-- Start of Data records --

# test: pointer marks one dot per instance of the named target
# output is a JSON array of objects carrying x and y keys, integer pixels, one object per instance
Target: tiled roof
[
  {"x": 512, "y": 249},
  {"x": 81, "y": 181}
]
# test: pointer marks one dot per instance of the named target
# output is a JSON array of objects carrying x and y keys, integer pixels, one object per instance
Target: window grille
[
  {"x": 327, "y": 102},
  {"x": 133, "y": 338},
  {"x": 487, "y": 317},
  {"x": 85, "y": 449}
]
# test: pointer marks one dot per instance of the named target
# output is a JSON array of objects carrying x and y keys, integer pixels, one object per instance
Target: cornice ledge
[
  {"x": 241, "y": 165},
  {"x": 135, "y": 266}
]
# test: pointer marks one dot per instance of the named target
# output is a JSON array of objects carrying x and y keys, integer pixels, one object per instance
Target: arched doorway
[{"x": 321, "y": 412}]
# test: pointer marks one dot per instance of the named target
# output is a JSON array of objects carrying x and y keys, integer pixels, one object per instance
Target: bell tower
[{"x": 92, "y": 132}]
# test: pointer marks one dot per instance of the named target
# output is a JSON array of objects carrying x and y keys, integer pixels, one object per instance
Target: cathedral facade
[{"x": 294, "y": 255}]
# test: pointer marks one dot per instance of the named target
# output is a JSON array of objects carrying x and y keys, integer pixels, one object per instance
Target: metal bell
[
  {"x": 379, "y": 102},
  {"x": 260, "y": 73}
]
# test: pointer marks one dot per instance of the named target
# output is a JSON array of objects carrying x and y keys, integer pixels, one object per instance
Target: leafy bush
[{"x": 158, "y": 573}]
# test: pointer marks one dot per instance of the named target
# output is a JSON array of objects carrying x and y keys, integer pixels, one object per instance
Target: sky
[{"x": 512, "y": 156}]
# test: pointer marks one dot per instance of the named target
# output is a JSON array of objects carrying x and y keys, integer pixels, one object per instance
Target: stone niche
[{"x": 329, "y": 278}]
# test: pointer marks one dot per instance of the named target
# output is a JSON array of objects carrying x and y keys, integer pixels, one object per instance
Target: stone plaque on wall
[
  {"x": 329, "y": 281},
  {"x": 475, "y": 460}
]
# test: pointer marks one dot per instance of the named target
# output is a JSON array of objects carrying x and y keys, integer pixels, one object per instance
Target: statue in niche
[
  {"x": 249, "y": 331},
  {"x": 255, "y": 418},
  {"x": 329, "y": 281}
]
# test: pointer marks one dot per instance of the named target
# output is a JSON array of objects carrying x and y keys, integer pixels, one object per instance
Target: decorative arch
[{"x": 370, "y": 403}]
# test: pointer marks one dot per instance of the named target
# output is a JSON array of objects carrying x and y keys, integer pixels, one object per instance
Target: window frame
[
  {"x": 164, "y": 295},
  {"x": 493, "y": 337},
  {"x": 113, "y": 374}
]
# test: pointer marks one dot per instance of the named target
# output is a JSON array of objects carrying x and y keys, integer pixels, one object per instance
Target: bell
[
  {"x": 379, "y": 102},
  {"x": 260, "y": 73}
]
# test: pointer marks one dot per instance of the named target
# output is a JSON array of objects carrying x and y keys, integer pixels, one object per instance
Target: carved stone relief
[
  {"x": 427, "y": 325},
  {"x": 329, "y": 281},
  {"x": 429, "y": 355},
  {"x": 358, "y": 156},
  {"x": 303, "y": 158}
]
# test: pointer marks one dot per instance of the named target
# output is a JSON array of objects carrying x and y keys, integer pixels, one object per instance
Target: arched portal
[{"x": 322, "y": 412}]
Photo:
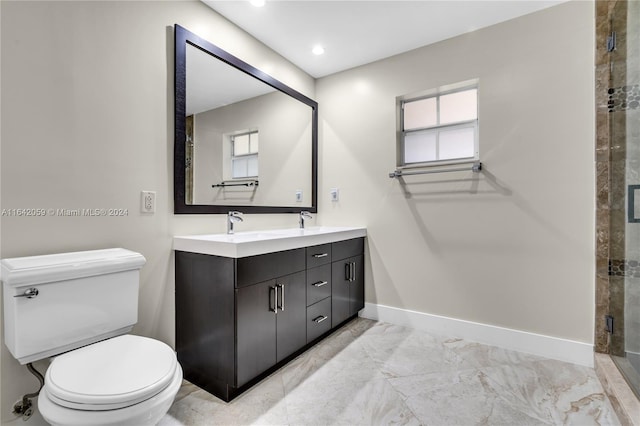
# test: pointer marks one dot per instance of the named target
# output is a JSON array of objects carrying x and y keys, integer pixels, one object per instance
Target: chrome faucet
[
  {"x": 232, "y": 217},
  {"x": 304, "y": 214}
]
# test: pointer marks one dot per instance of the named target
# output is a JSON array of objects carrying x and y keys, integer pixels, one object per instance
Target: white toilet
[{"x": 78, "y": 307}]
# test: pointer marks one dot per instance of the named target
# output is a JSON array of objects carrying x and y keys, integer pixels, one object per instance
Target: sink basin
[{"x": 242, "y": 244}]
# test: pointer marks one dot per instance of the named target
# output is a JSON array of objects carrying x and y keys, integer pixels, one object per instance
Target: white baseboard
[{"x": 522, "y": 341}]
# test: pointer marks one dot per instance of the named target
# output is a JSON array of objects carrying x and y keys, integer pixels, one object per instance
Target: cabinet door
[
  {"x": 340, "y": 302},
  {"x": 256, "y": 330},
  {"x": 347, "y": 288},
  {"x": 292, "y": 314},
  {"x": 356, "y": 285}
]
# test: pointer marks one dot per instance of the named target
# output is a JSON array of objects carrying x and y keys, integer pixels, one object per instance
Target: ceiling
[{"x": 358, "y": 32}]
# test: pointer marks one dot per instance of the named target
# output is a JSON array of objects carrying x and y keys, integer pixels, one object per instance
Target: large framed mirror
[{"x": 243, "y": 140}]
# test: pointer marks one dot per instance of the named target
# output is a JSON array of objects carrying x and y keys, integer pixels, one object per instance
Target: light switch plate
[{"x": 148, "y": 202}]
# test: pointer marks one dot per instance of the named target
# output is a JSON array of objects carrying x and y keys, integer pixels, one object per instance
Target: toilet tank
[{"x": 82, "y": 297}]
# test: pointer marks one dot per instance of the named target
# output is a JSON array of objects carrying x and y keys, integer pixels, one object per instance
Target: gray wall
[
  {"x": 513, "y": 246},
  {"x": 87, "y": 123}
]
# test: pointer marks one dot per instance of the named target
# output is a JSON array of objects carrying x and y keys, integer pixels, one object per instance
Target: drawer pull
[
  {"x": 319, "y": 319},
  {"x": 281, "y": 287},
  {"x": 275, "y": 299}
]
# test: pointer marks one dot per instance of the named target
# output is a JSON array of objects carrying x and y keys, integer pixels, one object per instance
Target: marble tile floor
[{"x": 373, "y": 373}]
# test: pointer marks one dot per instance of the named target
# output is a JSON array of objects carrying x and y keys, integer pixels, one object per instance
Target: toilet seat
[{"x": 111, "y": 374}]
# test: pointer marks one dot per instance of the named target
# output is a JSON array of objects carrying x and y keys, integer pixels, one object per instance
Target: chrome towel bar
[
  {"x": 225, "y": 184},
  {"x": 476, "y": 168}
]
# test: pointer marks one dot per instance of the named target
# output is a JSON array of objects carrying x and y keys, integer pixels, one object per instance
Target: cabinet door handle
[
  {"x": 319, "y": 319},
  {"x": 275, "y": 299},
  {"x": 281, "y": 286},
  {"x": 29, "y": 293}
]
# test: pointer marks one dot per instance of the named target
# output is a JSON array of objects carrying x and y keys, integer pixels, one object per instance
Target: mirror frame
[{"x": 182, "y": 38}]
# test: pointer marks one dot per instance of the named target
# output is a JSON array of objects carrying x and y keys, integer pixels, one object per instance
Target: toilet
[{"x": 78, "y": 308}]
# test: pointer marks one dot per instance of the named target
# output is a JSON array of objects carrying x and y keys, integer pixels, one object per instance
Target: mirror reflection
[{"x": 246, "y": 143}]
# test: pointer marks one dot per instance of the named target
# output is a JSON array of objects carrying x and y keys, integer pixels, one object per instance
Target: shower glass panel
[{"x": 624, "y": 255}]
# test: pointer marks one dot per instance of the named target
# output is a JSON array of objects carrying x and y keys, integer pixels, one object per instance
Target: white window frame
[
  {"x": 437, "y": 128},
  {"x": 235, "y": 157}
]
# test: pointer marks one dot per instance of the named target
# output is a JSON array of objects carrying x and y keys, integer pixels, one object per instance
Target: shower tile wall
[
  {"x": 603, "y": 164},
  {"x": 627, "y": 89},
  {"x": 617, "y": 165}
]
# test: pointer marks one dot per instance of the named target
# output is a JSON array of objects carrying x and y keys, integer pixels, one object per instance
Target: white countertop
[{"x": 243, "y": 244}]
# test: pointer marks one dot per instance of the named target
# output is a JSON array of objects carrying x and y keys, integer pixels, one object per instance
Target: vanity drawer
[
  {"x": 348, "y": 248},
  {"x": 255, "y": 269},
  {"x": 318, "y": 319},
  {"x": 318, "y": 283},
  {"x": 318, "y": 255}
]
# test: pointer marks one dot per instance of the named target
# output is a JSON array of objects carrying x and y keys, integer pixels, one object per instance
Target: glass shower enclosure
[{"x": 624, "y": 121}]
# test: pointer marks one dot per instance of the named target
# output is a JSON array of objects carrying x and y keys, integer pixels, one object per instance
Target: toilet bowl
[
  {"x": 78, "y": 308},
  {"x": 126, "y": 380}
]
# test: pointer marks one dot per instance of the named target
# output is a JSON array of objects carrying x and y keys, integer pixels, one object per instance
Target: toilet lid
[{"x": 111, "y": 374}]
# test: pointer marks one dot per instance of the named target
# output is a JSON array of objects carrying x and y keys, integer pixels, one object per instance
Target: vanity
[{"x": 247, "y": 303}]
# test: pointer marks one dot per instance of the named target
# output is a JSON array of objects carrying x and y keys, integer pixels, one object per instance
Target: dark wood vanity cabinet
[
  {"x": 347, "y": 279},
  {"x": 237, "y": 319}
]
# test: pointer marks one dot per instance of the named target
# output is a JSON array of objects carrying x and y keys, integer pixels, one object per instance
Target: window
[
  {"x": 440, "y": 128},
  {"x": 244, "y": 155}
]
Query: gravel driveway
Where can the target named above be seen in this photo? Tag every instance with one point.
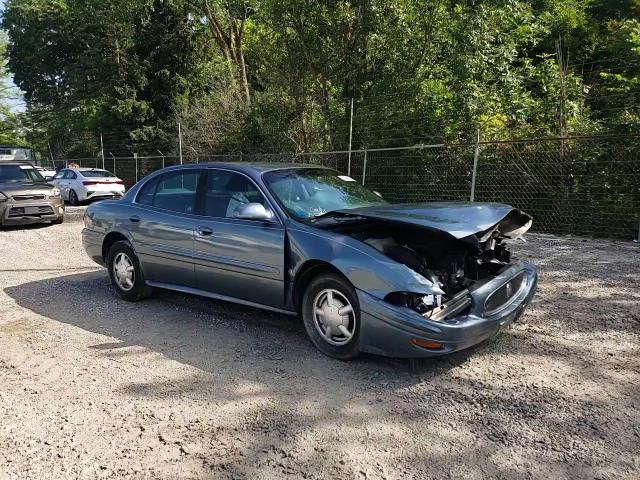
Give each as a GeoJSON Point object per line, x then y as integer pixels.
{"type": "Point", "coordinates": [180, 387]}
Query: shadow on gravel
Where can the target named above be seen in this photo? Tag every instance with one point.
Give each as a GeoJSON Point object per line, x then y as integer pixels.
{"type": "Point", "coordinates": [275, 388]}
{"type": "Point", "coordinates": [190, 329]}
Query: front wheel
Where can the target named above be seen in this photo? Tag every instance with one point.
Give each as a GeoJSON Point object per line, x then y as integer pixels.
{"type": "Point", "coordinates": [331, 315]}
{"type": "Point", "coordinates": [125, 272]}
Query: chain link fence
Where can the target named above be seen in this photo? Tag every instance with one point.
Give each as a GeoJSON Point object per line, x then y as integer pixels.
{"type": "Point", "coordinates": [581, 185]}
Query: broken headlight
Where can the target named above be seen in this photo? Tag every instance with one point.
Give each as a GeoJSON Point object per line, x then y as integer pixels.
{"type": "Point", "coordinates": [418, 302]}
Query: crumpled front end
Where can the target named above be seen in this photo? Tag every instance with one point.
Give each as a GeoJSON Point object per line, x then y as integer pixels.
{"type": "Point", "coordinates": [487, 307]}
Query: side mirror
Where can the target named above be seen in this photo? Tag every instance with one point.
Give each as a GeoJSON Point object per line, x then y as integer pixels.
{"type": "Point", "coordinates": [253, 211]}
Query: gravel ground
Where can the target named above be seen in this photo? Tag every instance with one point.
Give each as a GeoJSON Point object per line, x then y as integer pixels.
{"type": "Point", "coordinates": [181, 387]}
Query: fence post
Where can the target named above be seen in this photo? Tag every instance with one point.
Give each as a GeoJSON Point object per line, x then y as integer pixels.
{"type": "Point", "coordinates": [102, 151]}
{"type": "Point", "coordinates": [350, 138]}
{"type": "Point", "coordinates": [476, 155]}
{"type": "Point", "coordinates": [364, 167]}
{"type": "Point", "coordinates": [180, 140]}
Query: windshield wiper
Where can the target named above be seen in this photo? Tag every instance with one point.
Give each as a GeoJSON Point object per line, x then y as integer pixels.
{"type": "Point", "coordinates": [335, 216]}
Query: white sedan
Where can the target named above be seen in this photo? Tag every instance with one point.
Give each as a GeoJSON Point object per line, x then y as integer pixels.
{"type": "Point", "coordinates": [47, 173]}
{"type": "Point", "coordinates": [81, 184]}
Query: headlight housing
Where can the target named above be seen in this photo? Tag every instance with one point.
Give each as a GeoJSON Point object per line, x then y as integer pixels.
{"type": "Point", "coordinates": [418, 302]}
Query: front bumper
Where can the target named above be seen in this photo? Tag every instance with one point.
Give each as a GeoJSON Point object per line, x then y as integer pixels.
{"type": "Point", "coordinates": [387, 329]}
{"type": "Point", "coordinates": [26, 213]}
{"type": "Point", "coordinates": [104, 194]}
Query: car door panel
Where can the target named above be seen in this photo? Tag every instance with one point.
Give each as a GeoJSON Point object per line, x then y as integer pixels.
{"type": "Point", "coordinates": [243, 259]}
{"type": "Point", "coordinates": [163, 237]}
{"type": "Point", "coordinates": [164, 244]}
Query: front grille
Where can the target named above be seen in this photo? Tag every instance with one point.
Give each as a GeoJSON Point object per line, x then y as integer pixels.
{"type": "Point", "coordinates": [25, 198]}
{"type": "Point", "coordinates": [30, 211]}
{"type": "Point", "coordinates": [503, 296]}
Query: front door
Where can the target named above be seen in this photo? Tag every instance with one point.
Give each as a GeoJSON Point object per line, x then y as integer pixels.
{"type": "Point", "coordinates": [242, 259]}
{"type": "Point", "coordinates": [162, 227]}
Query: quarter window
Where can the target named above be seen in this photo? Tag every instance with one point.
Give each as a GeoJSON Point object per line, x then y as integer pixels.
{"type": "Point", "coordinates": [148, 191]}
{"type": "Point", "coordinates": [226, 191]}
{"type": "Point", "coordinates": [176, 191]}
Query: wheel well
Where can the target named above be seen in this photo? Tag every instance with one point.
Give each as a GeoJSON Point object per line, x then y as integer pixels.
{"type": "Point", "coordinates": [109, 240]}
{"type": "Point", "coordinates": [307, 273]}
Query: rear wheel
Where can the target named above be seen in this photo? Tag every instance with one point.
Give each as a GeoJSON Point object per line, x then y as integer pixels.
{"type": "Point", "coordinates": [331, 315]}
{"type": "Point", "coordinates": [125, 272]}
{"type": "Point", "coordinates": [73, 198]}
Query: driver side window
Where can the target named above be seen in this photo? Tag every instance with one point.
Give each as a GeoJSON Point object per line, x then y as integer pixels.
{"type": "Point", "coordinates": [227, 191]}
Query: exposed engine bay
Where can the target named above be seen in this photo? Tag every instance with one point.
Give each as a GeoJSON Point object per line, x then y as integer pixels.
{"type": "Point", "coordinates": [453, 265]}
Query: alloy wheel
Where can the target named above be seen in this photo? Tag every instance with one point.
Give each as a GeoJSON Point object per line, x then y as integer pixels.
{"type": "Point", "coordinates": [123, 271]}
{"type": "Point", "coordinates": [334, 317]}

-- End of Data records --

> [Do this]: Quote exactly and only the lines from the one holding "Query: front door" through the end of the data.

> [Result of the exercise]:
Query: front door
Where can the target named above be seen in this photo? Tag every instance with one point.
Give each as a GeoJSON Point object per line, x then y as integer pixels.
{"type": "Point", "coordinates": [242, 259]}
{"type": "Point", "coordinates": [162, 227]}
Query: quarter window
Where can the target named above be seen in this photo? Tag every instance with one point.
Give each as a GeoJSON Point object per line, x then y as integer pixels.
{"type": "Point", "coordinates": [148, 191]}
{"type": "Point", "coordinates": [226, 191]}
{"type": "Point", "coordinates": [176, 191]}
Query: wheel well
Where can the target named above be seen in this photo? Tag every instance with one point.
Give each as a GeoJSON Point object per line, x then y as integer pixels.
{"type": "Point", "coordinates": [109, 240]}
{"type": "Point", "coordinates": [307, 273]}
Query: rear wheel
Where can the target named above be seen in this photo? Tag every instance with one point.
Give each as a GeoJSON Point object per line, x then y as integer pixels.
{"type": "Point", "coordinates": [331, 315]}
{"type": "Point", "coordinates": [125, 272]}
{"type": "Point", "coordinates": [73, 198]}
Query: driver side window
Where can the target named above be seen in this photo? Tag every instance with one point.
Give each as a GeoJSON Point object per line, x then y as integer pixels.
{"type": "Point", "coordinates": [227, 191]}
Query: exposed engine bay
Where can the target named above be seen in this photo? Tag every instance with one point.
Give each as a GeoJSON Point object per line, x then y as integer pixels.
{"type": "Point", "coordinates": [453, 265]}
Query: alloy wheel
Where can the target named above be seen in this photo? Tag every instance with one point.
Give each as a GeoJSON Point object per line, x then y as integer pixels.
{"type": "Point", "coordinates": [123, 271]}
{"type": "Point", "coordinates": [334, 317]}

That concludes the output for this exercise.